Start of The input

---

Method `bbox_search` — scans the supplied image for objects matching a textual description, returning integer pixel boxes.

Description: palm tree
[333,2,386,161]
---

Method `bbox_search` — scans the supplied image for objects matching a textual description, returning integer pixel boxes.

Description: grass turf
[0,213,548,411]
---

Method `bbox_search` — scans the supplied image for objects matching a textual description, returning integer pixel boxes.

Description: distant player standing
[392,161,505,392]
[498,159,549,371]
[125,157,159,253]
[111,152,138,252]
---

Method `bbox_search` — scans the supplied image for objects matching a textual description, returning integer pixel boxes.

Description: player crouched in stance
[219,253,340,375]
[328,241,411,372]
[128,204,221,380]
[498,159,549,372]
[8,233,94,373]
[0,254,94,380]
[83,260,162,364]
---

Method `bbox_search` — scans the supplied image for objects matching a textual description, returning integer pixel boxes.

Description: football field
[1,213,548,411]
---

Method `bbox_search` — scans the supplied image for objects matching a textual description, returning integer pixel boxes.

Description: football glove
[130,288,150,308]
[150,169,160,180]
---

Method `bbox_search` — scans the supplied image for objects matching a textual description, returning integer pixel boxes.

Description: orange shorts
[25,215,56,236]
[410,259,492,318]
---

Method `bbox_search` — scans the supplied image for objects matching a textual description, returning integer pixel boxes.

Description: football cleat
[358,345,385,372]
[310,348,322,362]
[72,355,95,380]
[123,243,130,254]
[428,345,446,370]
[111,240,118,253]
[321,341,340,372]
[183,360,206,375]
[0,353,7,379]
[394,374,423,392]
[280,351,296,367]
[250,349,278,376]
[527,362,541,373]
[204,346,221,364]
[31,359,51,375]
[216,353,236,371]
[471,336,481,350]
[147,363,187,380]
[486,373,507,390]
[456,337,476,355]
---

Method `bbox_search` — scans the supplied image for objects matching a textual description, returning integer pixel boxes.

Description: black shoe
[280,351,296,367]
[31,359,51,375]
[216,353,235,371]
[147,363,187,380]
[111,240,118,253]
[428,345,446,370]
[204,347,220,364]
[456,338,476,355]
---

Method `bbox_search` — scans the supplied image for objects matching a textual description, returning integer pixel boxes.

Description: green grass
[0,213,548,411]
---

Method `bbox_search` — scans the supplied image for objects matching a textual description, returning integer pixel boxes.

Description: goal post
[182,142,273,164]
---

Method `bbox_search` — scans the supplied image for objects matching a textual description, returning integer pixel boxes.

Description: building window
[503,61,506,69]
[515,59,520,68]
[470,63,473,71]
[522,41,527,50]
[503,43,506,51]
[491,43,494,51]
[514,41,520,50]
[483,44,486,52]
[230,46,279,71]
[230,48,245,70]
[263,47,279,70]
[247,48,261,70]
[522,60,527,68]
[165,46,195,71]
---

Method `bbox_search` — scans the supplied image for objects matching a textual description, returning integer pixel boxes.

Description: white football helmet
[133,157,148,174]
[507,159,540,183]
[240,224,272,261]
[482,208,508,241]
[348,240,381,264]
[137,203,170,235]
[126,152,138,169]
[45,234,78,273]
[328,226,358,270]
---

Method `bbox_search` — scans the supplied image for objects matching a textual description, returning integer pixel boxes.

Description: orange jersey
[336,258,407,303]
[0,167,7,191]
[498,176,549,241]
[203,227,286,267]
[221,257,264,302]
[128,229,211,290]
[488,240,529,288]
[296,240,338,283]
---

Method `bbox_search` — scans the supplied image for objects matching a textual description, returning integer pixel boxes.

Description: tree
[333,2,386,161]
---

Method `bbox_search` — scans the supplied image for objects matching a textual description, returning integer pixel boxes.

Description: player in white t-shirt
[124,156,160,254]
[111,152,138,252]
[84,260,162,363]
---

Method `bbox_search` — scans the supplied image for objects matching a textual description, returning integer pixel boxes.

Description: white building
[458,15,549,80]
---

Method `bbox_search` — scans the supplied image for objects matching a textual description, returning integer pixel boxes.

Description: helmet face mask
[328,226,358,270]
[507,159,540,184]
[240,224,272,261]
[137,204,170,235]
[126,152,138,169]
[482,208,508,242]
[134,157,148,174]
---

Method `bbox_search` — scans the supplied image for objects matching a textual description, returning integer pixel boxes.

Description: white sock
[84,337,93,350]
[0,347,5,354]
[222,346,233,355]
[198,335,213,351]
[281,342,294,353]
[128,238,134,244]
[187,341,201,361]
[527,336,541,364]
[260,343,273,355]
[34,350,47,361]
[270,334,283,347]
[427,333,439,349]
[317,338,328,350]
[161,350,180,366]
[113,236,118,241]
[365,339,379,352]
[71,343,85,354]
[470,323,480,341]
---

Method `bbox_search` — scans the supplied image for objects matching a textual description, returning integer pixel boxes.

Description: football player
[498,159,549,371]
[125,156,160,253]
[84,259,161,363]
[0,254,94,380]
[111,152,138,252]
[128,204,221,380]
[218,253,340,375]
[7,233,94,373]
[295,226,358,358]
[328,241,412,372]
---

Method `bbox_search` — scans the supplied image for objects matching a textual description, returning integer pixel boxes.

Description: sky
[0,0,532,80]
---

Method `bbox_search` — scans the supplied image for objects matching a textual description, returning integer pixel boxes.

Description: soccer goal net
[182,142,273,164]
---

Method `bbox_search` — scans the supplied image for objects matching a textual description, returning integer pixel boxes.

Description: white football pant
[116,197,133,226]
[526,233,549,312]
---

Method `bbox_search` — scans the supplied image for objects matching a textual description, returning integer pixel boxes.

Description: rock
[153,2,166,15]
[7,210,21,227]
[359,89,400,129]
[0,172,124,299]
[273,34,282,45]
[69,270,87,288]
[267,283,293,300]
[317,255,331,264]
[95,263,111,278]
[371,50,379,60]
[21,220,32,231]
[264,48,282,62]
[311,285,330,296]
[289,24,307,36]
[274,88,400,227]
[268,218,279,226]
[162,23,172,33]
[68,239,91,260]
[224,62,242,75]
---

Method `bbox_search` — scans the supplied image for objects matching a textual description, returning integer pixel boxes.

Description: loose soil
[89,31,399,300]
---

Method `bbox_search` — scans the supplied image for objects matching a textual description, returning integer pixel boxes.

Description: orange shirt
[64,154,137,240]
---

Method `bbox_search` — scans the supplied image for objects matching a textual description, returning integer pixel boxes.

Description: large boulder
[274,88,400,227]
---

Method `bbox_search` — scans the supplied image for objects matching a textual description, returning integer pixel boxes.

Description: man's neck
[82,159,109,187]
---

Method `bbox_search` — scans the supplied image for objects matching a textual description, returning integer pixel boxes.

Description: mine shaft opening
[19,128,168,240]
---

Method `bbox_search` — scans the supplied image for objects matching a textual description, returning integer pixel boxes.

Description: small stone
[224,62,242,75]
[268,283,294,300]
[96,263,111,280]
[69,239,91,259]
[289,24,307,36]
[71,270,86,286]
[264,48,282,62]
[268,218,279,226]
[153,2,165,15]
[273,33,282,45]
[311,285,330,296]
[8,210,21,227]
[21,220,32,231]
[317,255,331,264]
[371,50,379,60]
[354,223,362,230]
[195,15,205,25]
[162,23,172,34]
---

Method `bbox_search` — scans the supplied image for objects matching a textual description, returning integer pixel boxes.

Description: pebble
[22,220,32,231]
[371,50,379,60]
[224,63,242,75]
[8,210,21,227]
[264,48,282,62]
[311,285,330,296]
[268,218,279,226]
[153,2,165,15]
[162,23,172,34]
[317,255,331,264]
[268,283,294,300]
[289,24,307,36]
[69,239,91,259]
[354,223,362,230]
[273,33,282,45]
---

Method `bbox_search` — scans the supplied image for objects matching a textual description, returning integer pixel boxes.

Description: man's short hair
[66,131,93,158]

End of The input

What to work on: An exact copy of the listing is the goal. Transcribe it in full.

Response to this task:
---

Method `bbox_search` — scans the supplied image for objects matching a textual description, returning integer pixel boxes.

Description: palm tree
[333,2,386,161]
---

Method `bbox_search` — scans the supplied image for objects matching a textual description, returning integer pixel boxes.

Description: grass turf
[0,213,548,411]
---

Method `bbox_search` — scans the supplied image for objects matching a textual description, returning integer pixel boxes.

Description: distant player standing
[392,161,505,392]
[498,159,549,371]
[125,157,159,253]
[111,152,138,252]
---

Method `bbox_search` — scans the supplied image for objects matching a textual description, returning integer pixel boxes.

Description: player crouched in stance
[219,253,340,375]
[328,241,411,372]
[128,204,221,380]
[498,159,549,372]
[8,233,94,373]
[0,254,94,380]
[83,260,162,364]
---

Method `bbox_search` — scans the supplied image for objects matching a textual description, returning integer pixel boxes.

Description: football field
[1,213,548,411]
---

Method `bbox_search` — scans the supplied image for objects matching a textual description, returning integer pixel boxes.

Description: football glove
[130,288,150,308]
[150,169,160,180]
---

Method `bbox_search` — scans the supplied image for objects matching a textual description, returning integer pixel boxes.

Description: orange shorts
[25,215,56,236]
[410,259,492,318]
---

Method `bbox_search` — scans the supplied image for objects matching a textual description, returning integer pixel boxes.

Description: football cleat
[358,345,385,372]
[310,348,322,362]
[72,355,95,380]
[123,243,130,254]
[428,345,446,370]
[111,240,118,253]
[321,341,340,372]
[183,360,206,375]
[0,353,7,379]
[394,374,423,392]
[280,351,296,367]
[250,349,278,376]
[527,362,541,373]
[204,346,221,364]
[31,359,51,375]
[216,353,236,371]
[471,336,481,350]
[147,363,187,380]
[486,373,507,390]
[456,337,476,355]
---

Method `bbox_search` — scans the supplied image for objects matching a textual description, returning integer pixel boxes.

Description: black shoe
[280,351,296,367]
[31,359,51,375]
[216,353,235,371]
[147,363,187,380]
[111,240,118,253]
[428,345,446,370]
[204,347,220,364]
[456,338,476,355]
---

Method `bbox_search` — scans the supplied image for objects matching a textual description, returning integer pixel boxes.

Description: green grass
[0,213,548,411]
---

Method `bbox_search` — scans the supplied image for objects matching a textual description, returning integer pixel boxes.

Description: goal post
[182,142,273,164]
---

Method `bbox_search` — scans the supplied image for objects matching a textual description, returning integer pixel boxes.

Description: building window
[503,61,506,69]
[515,59,520,68]
[470,63,473,71]
[522,41,527,50]
[503,43,506,51]
[491,43,494,51]
[514,41,520,50]
[483,44,486,52]
[230,46,279,71]
[230,48,245,70]
[263,47,279,70]
[247,48,261,70]
[522,60,527,68]
[165,46,195,71]
---

Method `bbox_search` — scans the supplied image for objects matching a textual description, returning integer pixel boxes.

Description: white football helmet
[133,157,148,174]
[507,159,540,183]
[240,224,272,261]
[482,208,508,241]
[348,240,381,264]
[137,203,170,235]
[126,152,138,169]
[45,234,78,273]
[328,226,358,270]
---

Method `bbox_search` — scans the supplied image for objects matching a textual description, returning integer pixel boxes.

Description: orange jersey
[336,258,407,303]
[0,167,7,191]
[498,176,549,241]
[203,227,286,267]
[221,257,264,302]
[128,229,211,290]
[488,240,529,288]
[296,240,338,283]
---

Method `bbox_search` — scans the supplied image for objects matching a textual description, returning integer pixel boxes.

Description: tree
[333,2,386,161]
---

Method `bbox_search` — scans the supplied image for objects matching a textual description, returning integer pixel boxes.

Description: player in white t-shirt
[124,156,160,254]
[111,152,138,252]
[84,260,162,363]
---

Method `bbox_search` — scans the supplied image for objects matching a textual description, returning integer pixel boxes.

Description: white building
[458,15,549,80]
---

Method `bbox_search` — scans the supplied image for objects matching a textual description, returning integer pixel boxes.

Description: helmet face mask
[328,226,358,270]
[507,159,540,184]
[240,224,272,261]
[137,204,170,235]
[126,152,138,169]
[482,208,508,242]
[134,157,148,174]
---

Method `bbox_search` — scans the supplied image for objects matching a textual description, returning integer pixel boxes.

Description: white sock
[84,337,93,350]
[0,347,5,354]
[222,346,233,355]
[198,335,213,351]
[281,342,294,353]
[128,238,134,244]
[187,341,201,361]
[527,336,541,364]
[260,343,273,355]
[34,350,47,361]
[270,334,283,347]
[427,333,439,349]
[317,338,328,350]
[161,350,180,366]
[113,236,118,241]
[365,339,379,352]
[71,343,85,354]
[470,323,480,341]
---

Method `bbox_search` — scans the supplied image for objects matching a textual description, returning integer pixel boxes.

Description: football player
[498,159,549,371]
[125,156,160,253]
[84,259,161,363]
[0,254,94,380]
[111,152,138,252]
[128,204,221,380]
[218,253,340,375]
[7,233,94,373]
[295,226,358,358]
[328,241,412,372]
---

Method `bbox_search` — scans the supplied image for objects matching a textual description, returning integer pixel boxes.

Description: sky
[0,0,532,80]
---

Method `bbox_search` — scans the supplied image for objects matching a textual description, returning integer pixel boxes.

Description: soccer goal net
[182,142,273,164]
---

Method `bbox_search` — scans the supplied image for objects matching a textual description, returning integer pixel boxes.

Description: white football pant
[116,197,133,226]
[526,233,549,312]
---

Method `bbox_search` — scans the supplied image for objects matching a textual description, returning integer pixel boxes.

Description: rock
[153,2,166,15]
[7,210,21,227]
[359,89,400,129]
[0,172,124,299]
[273,34,282,45]
[69,270,87,288]
[267,283,293,300]
[317,255,331,264]
[95,263,111,278]
[371,50,379,60]
[21,220,32,231]
[264,48,282,62]
[311,285,330,296]
[289,24,307,36]
[274,88,400,227]
[268,218,279,226]
[162,23,172,33]
[68,239,91,260]
[224,62,242,75]
---

Method `bbox_search` — scans the supplied image for objects matching a textual description, returning integer pixel boxes.

Description: loose soil
[89,31,399,300]
---

Method `bbox_search` — scans the supplied image for objects matching a textual description, returning integer pixel boxes.

Description: orange shirt
[64,154,137,240]
---

Method `bbox_search` — scans the supplied image for objects matching a textual description, returning integer pixel boxes.

Description: large boulder
[274,88,400,227]
---

Method `bbox_search` — scans the supplied image for objects matching a textual description, returning integer pixel boxes.

Description: man's neck
[82,159,109,187]
---

Method `bbox_search` — scans the supplied image for objects matching a textual description, returning integer pixel boxes.

Description: mine shaft opening
[19,128,168,240]
---

Method `bbox_search` — scans the supplied image for objects matching a textual description, returning integer pixel boxes.

Description: small stone
[224,62,242,75]
[268,283,294,300]
[96,263,111,280]
[69,239,91,259]
[289,24,307,36]
[71,270,86,286]
[264,48,282,62]
[268,218,279,226]
[153,2,165,15]
[273,33,282,45]
[311,285,330,296]
[8,210,21,227]
[21,220,32,231]
[317,255,331,264]
[371,50,379,60]
[354,223,362,230]
[195,15,205,25]
[162,23,172,34]
---

Method `bbox_search` — scans the supplied image for objects matching a textual description, returning integer pixel boxes.

Description: pebble
[22,220,32,231]
[371,50,379,60]
[224,63,242,75]
[8,210,21,227]
[264,48,282,62]
[311,285,330,296]
[268,218,279,226]
[153,2,165,15]
[162,23,172,34]
[317,255,331,264]
[268,283,294,300]
[289,24,307,36]
[69,239,91,259]
[354,223,362,230]
[273,33,282,45]
---

Method `bbox_search` — scans the supplied image for objects matching a textual description, returning integer pixel boxes.

Description: man's short hair
[66,131,93,158]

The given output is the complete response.